:: Ausgewählter Textauszug
Ausfertigung mit Siegel und eigenhändigerUnterschrift des Landgrafen.6)
1) Die Gesandten sollten u. a. mitnehmen, des Buceri schrift, so er jungstlich an uns getain, daraus sie vil zurichtung in diser sach schopfen mögen (Lenz 1, 215 Anm.).
2) Damals waren erst Haina und Merxhausen gestiftet.
3) Kaufungen und Wetter.
4) Spieskappel
5) Nota, das der Römische kunig vom babst und kaiser consens erlangt erstlich den dritten und darnach den viertenteil aller geistlichen ligenden guter erplich zu verkeufen, inmassen den auch gescheen. Von der Hand Bings eingefügt.
6) Adam Krafft schreibt (als Beilage zu dem Schreiben der Räte vom 13. Nov. 1540) dem Landgrafen: Dweile wir die theologen bis anhere nichts haben zue tuen gehabt, ist von allen vor gute angesehen worden, das wir von unsern grunden und probationibus auch des gegenteils objectionibus und wie dieselbigen mochten solide aufgelost werden, uns unterreteten und sein also etliche male bei eine gewesen. Ist candide, docte et humaniter conferirt worden. Und haben articulum iustificationis und applicationem missae pro vivis et mortius exerciert aufs fleissigst und zweifel nicht, es solle deutliche und gewaltliglich von den unsern gehendelt werden. Ob aber adversarii sich wollen der warheit unterwerfen, steht bei gottes gnaden. De votis monasticis haben wir itzo vor henden. Aber das lustigste und frolichste in unserm colloquio ist das, das alle concionatores so gare einig und fridlich sein und nicht als umb ein bare des vorigen dissidii gedacht wurde. In summa, es ist summus consensus in doctrina. Er bittet, E. F. G. wollen den predicanten bevelen, das sie ecclesias anhalten zum gebete. So hoffe ich, got solle viele gnade mitteilen. [ ... ] (PA. 553).
::::
Zu erledigende Aufgabe:
Wer schreibt laut Anmerkung 6 des Textauszugs dem Landgrafen als Beilage zu dem Schreiben der Räte vom 13. Nov. 1540?
:: Bereitgestellte Angaben
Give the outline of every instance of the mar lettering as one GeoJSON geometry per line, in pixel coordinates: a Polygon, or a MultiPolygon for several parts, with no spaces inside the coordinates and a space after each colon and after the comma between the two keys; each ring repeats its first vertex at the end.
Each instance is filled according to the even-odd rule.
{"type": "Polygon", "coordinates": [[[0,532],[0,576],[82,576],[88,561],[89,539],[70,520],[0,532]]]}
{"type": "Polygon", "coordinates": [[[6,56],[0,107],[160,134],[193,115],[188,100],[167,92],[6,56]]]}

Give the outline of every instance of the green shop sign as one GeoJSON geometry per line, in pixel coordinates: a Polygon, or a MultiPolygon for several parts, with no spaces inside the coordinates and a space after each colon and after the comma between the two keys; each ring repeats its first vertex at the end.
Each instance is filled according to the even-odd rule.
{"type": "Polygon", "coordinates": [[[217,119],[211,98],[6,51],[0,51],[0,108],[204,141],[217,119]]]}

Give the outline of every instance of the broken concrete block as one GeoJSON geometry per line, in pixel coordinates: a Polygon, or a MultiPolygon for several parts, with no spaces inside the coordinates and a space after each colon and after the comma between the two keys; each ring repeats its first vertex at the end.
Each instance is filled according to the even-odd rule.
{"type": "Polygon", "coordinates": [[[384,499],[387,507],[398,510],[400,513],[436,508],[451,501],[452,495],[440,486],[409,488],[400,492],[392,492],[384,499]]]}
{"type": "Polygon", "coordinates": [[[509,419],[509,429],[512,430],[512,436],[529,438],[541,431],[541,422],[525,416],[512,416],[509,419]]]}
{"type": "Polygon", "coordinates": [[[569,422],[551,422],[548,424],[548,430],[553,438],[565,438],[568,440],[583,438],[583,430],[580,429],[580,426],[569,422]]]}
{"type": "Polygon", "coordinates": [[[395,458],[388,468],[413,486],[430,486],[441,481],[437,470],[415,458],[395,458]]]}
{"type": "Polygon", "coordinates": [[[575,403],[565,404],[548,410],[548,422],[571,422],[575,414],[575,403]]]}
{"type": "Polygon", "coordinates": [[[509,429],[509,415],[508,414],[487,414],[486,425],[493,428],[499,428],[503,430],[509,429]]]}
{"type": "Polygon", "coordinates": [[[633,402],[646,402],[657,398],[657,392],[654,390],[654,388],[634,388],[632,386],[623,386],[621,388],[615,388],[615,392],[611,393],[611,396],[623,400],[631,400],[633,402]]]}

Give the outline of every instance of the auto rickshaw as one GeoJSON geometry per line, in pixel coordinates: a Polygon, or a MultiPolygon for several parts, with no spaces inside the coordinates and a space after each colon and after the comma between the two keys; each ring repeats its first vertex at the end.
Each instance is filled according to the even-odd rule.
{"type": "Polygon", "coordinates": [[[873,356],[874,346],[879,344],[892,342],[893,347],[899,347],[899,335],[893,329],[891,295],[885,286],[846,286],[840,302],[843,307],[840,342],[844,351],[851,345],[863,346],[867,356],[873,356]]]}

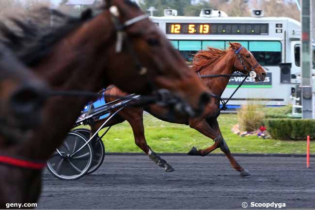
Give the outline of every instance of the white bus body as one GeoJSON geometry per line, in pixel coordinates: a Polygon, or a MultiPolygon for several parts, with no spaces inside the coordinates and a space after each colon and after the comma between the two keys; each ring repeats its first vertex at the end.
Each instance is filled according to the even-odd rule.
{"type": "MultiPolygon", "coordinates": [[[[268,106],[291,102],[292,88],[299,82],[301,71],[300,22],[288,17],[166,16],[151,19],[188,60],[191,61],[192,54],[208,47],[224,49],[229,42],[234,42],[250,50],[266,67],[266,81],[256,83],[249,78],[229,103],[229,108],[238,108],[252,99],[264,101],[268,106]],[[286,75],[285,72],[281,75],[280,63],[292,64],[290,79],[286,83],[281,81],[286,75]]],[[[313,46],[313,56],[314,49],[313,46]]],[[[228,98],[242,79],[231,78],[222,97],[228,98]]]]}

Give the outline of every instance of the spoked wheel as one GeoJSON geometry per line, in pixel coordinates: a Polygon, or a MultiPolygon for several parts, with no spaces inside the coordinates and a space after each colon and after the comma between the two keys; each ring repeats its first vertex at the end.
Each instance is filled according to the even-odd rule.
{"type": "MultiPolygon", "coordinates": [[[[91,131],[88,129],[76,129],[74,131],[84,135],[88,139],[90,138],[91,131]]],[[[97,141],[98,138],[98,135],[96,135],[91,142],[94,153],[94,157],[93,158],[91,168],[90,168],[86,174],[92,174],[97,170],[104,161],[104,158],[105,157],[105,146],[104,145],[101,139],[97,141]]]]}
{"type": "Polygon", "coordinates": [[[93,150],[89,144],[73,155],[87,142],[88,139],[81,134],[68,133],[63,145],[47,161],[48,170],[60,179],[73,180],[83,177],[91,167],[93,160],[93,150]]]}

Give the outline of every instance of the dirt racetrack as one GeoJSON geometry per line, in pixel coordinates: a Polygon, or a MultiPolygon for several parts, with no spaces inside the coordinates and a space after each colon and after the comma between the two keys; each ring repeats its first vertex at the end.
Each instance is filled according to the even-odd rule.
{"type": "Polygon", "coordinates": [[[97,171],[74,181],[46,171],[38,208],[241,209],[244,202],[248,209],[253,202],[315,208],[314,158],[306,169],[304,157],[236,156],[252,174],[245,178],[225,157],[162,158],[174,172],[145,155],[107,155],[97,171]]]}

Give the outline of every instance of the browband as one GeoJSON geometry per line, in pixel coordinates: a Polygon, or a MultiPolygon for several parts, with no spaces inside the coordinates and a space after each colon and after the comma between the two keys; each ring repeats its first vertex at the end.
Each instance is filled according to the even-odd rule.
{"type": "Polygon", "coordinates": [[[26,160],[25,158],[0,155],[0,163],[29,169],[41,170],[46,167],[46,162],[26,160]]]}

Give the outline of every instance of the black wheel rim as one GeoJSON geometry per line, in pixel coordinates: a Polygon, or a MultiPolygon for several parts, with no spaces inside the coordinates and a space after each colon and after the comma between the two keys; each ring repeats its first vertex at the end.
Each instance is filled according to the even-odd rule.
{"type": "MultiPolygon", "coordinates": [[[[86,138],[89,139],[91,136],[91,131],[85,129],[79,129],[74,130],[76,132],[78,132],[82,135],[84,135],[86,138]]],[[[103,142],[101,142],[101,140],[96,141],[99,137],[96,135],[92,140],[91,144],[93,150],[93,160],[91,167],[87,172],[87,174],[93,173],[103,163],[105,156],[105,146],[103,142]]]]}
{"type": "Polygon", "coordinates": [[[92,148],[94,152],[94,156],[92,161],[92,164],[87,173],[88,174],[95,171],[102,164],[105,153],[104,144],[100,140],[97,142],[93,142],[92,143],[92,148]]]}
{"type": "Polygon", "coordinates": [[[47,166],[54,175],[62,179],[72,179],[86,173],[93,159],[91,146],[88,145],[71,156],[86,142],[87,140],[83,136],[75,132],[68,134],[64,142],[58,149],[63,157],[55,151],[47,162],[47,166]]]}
::::
Lösung der Aufgabe:
Adam Krafft.